* TASK TO COMPLETE *
Copy out each line of the listing below that contains the word "photo".

== SUPPLIED ENTRIES ==

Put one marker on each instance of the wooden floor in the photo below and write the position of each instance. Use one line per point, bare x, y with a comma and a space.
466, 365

===
== SUPPLIED ENTRIES ==

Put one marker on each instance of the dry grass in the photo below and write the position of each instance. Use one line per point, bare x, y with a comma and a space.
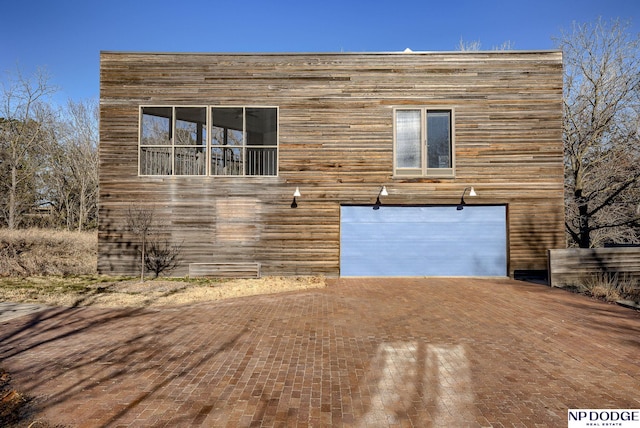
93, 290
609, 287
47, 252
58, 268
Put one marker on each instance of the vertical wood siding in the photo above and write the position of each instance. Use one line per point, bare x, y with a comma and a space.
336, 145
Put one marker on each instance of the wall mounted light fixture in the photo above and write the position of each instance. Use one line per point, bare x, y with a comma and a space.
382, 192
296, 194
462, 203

===

* OUTPUT OF THE TASK *
Put one marker on each instance of the wooden floor in the photo below and write the position of each instance. Use one line per point, bare x, y with a comma and a space.
Put one marker on each instance of the dry grass in the photo below and write the position of each instance. Use one line per point, bare x, y with a comma and a space.
Put one marker on each instance of the vertical wood siding in the photo above and write the position of each instance. Use one line per point, bare x, y with a comma and a space.
Put one marker on each instance of the wall mounted light fixture in the photo above and write the position of each instance. Use one line per point, bare x, y with a comma and a space.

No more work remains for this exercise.